SELECTED PASSAGE -
Mt. Vernon Register-News

Community News Network

May 14, 2013

Indiana’s high school grad rate continues upward

INDIANAPOLIS — Indiana’s reported high school graduation rate continues to improve, moving from 77 percent to more than 88 percent in less than a decade, but there are still significant achievement gaps marked by race and income.  

On Monday, the Indiana Department of Education released the graduation rates for all Indiana public and charter high schools for the 2011-12 school year. Statewide, the graduation rate is slightly over 88 percent, up from just less than 87 percent for the 2010-11 school year. Five years ago, the high graduation rate was just less than 78 percent.

The numbers show that students who are black, Hispanic or low-income still have lower graduation rates than students who are white and more affluent. Just more than 90 percent of white students graduated on-time from Indiana high schools last year, while 77 percent of black students and 84 percent of Hispanic students did.

The data released Monday also show that high schools across Indiana vary widely in their use of graduation waivers, which allow students to get their diplomas without having to pass the state’s required end-of-course assessment tests in math and English.

Of the 63,861 students who graduated from high school in the 2011-12 school year, almost 9 percent — or 5,723 students — were granted waivers so they could graduate. But in some schools, the percent reached as high as 30 percent.

EXERCISE INSTRUCTIONS -
**1.** Translate this sentence from the article on Indiana's graduation rate into Spanish: "The numbers show that students who are black, Hispanic or low-income still have lower graduation rates than students who are white and more affluent."
**2.** Answer these questions using the article on Indiana's graduation rate:
(a) Which agency released the graduation rates for the 2011-12 school year?
(b) What percent of black students graduated on time from Indiana high schools last year?
(c) How many students were granted waivers so they could graduate in the 2011-12 school year?
**3.** Please quote the article on Indiana's graduation rate word for word, starting at "On Monday, the" and ending at "Hispanic students did.".

DATA LINES -
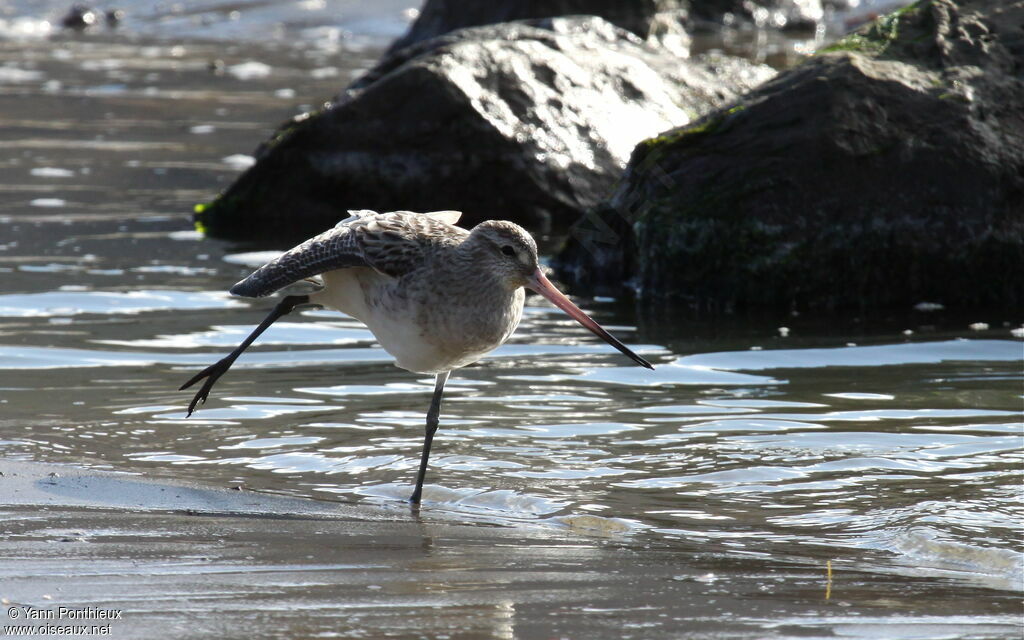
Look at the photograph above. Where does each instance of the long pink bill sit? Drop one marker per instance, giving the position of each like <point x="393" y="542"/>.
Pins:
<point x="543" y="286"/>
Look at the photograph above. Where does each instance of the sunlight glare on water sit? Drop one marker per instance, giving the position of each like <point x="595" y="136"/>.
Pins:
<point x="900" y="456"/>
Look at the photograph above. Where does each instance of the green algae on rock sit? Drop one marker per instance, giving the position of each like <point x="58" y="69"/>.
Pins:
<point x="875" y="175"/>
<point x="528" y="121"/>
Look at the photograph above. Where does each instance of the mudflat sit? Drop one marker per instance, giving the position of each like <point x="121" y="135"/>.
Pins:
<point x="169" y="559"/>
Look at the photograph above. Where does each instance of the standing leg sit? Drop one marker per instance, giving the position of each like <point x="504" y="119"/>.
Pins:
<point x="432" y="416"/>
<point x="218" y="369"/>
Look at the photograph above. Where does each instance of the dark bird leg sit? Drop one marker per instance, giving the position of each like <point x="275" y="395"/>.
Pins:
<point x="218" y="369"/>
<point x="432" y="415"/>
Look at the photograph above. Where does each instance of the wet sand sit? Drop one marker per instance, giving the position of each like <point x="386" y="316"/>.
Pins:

COMPLETED EXERCISE -
**1.** Las cifras muestran que los estudiantes negros, hispanos o de bajos ingresos siguen teniendo tasas de graduación más bajas que los estudiantes blancos y más acomodados.

**2.**
(a) The Indiana Department of Education.
(b) 77 percent.
(c) 5,723 students.

**3.**
On Monday, the Indiana Department of Education released the graduation rates for all Indiana public and charter high schools for the 2011-12 school year. Statewide, the graduation rate is slightly over 88 percent, up from just less than 87 percent for the 2010-11 school year. Five years ago, the high graduation rate was just less than 78 percent.

The numbers show that students who are black, Hispanic or low-income still have lower graduation rates than students who are white and more affluent. Just more than 90 percent of white students graduated on-time from Indiana high schools last year, while 77 percent of black students and 84 percent of Hispanic students did.